──────── Entries provided

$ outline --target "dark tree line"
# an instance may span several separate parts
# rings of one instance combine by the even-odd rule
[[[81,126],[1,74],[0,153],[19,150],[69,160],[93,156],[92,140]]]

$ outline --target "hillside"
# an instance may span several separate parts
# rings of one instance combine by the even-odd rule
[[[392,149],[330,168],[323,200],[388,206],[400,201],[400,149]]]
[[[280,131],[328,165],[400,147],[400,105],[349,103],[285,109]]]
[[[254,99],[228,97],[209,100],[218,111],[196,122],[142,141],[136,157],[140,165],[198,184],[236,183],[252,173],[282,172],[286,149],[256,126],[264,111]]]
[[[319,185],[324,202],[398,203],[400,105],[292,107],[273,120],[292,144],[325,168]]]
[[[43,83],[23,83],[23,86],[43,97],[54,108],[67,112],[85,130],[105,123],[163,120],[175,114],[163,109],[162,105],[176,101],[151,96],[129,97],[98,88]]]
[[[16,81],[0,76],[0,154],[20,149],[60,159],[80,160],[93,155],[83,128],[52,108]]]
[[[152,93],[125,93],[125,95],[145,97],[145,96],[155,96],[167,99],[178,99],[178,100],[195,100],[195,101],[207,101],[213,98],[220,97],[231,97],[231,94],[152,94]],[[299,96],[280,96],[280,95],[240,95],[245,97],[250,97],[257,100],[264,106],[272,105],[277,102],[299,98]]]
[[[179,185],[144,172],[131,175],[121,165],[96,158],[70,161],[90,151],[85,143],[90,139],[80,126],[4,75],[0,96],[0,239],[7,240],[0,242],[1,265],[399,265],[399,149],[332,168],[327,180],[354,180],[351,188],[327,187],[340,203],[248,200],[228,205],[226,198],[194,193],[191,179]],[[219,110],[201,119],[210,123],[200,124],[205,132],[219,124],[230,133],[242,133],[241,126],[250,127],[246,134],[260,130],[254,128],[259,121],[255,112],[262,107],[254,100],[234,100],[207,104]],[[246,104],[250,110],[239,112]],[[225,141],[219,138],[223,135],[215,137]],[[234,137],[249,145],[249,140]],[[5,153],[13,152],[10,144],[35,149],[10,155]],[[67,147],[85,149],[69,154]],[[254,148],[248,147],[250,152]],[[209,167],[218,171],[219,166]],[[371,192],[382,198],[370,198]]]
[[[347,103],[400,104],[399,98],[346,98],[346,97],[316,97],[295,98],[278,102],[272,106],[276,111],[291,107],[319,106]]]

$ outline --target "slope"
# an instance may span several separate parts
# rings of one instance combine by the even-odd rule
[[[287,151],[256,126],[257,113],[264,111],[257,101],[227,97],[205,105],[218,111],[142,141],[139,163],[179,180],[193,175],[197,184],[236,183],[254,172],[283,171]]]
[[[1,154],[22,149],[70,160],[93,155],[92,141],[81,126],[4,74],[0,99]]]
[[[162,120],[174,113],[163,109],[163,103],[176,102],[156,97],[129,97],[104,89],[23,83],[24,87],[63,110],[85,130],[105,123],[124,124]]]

────────────────

* _Required action_: Pull out every line above that holds the word "outline".

* _Response for this exercise_:
$ outline --target "dark tree line"
$ outline --target "hillside"
$ outline --target "slope"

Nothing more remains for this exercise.